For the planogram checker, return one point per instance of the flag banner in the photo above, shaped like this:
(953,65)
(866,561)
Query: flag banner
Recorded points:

☆ ☆ ☆

» Task item
Report the lines above that contain "flag".

» Result of this exercise
For the planogram checker, return one point per instance of the flag banner in the photo above, shaped like this:
Query: flag banner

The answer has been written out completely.